_Instructions for the task_: Count the lines in the rows below that contain the string "small", treating uppercase and lowercase as different. Reply with the number only.

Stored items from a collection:
+ + + + + + +

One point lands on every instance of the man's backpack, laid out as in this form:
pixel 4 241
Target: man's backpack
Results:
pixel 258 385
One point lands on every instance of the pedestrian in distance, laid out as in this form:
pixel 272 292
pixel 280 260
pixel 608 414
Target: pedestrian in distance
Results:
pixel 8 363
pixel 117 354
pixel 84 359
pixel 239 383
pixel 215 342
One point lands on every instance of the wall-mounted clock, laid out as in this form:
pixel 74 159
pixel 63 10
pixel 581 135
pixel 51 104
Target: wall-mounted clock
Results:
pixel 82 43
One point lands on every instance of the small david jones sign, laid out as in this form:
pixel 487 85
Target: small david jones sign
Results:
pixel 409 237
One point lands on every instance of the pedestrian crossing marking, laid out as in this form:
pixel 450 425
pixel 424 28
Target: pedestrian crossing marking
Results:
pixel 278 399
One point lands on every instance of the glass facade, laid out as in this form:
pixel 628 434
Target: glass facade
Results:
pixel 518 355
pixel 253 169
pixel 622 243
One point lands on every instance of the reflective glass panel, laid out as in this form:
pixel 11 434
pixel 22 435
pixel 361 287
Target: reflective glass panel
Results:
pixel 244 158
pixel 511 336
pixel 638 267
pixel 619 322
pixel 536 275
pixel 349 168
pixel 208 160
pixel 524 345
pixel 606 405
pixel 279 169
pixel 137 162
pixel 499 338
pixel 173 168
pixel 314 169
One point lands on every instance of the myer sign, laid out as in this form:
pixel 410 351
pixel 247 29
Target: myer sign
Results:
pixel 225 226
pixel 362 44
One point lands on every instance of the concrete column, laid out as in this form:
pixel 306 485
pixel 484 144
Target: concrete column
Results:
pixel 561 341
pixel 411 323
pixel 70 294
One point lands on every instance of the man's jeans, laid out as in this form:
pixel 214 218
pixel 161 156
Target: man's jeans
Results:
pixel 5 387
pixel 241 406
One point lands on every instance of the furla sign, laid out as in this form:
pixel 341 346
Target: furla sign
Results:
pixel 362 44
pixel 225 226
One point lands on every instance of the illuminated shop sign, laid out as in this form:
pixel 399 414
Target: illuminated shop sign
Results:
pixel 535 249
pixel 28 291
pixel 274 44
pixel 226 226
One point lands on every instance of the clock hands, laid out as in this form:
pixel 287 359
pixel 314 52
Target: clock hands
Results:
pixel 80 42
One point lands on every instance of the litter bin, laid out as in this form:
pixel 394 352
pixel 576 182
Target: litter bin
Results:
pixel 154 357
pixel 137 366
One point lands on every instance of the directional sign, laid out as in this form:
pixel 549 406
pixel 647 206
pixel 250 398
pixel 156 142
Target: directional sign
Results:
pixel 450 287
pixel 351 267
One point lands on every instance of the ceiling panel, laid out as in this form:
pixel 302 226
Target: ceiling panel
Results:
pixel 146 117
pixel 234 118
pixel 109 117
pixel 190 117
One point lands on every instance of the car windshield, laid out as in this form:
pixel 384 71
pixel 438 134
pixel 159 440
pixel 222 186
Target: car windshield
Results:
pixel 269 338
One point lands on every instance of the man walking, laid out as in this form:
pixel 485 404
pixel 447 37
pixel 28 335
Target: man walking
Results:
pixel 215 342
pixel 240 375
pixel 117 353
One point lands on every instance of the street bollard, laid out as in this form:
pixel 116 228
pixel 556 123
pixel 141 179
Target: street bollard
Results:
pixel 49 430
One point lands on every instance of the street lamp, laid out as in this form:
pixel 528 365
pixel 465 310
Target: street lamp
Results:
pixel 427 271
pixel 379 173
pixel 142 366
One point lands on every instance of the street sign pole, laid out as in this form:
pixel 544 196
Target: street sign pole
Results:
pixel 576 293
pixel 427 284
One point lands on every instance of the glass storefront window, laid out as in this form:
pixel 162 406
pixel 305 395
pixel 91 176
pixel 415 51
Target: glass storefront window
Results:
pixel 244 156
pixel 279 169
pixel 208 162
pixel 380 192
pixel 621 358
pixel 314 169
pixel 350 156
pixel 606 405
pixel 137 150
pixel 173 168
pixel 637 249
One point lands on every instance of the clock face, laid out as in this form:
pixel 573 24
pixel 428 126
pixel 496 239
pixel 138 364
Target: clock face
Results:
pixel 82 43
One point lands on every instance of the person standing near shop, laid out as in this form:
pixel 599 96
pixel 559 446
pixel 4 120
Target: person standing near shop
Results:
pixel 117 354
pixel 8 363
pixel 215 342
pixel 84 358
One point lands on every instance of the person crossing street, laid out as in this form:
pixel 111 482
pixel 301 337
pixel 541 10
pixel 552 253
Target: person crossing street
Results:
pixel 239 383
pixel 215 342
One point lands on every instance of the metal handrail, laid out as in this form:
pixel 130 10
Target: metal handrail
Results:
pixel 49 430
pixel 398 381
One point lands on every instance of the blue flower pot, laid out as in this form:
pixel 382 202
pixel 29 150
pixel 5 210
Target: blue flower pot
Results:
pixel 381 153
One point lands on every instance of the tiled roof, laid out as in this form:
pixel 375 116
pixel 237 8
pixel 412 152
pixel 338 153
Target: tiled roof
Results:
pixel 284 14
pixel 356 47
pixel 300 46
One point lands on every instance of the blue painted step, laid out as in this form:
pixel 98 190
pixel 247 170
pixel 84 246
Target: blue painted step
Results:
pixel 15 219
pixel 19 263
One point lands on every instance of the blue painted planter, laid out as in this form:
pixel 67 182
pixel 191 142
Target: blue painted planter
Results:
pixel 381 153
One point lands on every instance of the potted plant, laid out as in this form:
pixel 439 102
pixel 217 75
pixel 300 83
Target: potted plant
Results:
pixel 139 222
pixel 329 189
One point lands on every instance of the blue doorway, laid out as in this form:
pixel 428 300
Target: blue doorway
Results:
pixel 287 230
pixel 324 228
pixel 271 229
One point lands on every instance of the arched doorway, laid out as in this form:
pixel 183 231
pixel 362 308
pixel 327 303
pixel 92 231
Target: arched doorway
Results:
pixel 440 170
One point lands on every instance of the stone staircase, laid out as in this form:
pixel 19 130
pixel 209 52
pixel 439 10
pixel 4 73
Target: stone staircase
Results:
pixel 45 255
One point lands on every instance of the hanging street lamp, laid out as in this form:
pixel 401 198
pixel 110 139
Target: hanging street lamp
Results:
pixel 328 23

+ + + + + + +

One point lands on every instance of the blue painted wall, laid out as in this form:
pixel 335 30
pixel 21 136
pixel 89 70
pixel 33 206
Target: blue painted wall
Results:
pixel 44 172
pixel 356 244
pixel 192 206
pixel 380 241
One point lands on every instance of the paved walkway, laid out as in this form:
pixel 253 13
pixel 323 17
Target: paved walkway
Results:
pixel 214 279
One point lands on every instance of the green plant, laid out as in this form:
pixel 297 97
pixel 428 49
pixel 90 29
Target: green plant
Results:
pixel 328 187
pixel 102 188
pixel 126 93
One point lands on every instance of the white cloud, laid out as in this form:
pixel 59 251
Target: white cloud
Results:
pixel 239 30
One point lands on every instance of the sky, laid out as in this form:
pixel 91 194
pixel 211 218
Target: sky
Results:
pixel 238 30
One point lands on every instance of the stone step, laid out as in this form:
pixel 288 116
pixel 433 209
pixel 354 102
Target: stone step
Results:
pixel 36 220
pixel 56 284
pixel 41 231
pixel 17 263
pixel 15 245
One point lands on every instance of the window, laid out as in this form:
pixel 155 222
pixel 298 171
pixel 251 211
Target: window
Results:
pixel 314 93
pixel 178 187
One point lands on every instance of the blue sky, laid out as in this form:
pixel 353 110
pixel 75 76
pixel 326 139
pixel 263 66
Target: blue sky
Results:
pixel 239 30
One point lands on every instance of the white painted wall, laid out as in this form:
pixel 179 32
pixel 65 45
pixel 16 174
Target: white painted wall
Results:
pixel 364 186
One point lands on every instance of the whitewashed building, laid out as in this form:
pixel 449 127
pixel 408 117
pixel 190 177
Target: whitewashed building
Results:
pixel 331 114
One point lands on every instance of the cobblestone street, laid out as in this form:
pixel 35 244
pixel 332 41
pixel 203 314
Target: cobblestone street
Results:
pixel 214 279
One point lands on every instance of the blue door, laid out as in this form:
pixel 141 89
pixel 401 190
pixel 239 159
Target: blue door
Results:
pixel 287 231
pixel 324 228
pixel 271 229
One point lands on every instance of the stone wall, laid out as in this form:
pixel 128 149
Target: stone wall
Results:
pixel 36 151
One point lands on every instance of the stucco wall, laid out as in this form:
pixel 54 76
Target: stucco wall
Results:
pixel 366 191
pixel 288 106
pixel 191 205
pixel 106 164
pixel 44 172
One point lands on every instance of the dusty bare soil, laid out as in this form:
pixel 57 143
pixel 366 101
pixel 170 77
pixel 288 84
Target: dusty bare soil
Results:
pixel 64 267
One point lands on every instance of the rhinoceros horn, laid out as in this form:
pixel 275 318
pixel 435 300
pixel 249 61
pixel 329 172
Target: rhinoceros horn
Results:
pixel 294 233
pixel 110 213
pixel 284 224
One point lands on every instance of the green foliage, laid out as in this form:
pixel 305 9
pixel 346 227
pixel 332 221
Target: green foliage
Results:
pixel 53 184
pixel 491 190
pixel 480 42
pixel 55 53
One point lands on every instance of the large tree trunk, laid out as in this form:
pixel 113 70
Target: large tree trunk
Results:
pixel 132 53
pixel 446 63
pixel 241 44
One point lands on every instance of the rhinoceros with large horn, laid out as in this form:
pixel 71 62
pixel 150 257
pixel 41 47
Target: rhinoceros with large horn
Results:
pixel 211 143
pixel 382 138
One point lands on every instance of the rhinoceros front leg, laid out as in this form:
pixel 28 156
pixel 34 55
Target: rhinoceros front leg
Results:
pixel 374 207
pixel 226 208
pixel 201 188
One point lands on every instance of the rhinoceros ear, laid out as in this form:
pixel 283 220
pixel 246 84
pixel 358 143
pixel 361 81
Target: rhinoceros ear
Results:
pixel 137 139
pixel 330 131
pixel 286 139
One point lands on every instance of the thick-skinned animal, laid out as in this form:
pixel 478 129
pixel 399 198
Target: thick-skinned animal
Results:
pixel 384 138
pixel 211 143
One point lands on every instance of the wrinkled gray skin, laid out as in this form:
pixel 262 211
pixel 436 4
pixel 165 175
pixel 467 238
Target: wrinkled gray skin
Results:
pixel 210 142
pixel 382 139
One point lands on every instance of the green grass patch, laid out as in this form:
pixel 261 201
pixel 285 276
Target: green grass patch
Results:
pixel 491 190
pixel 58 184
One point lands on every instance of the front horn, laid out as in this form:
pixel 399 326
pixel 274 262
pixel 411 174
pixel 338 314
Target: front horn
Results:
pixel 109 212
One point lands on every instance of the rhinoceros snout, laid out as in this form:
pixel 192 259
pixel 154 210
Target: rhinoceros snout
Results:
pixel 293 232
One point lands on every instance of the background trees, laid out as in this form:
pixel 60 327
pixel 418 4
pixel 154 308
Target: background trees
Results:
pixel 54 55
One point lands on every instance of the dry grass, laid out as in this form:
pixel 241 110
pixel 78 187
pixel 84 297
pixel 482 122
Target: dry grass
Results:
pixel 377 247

+ + + + + + +

_Response to this task_: 2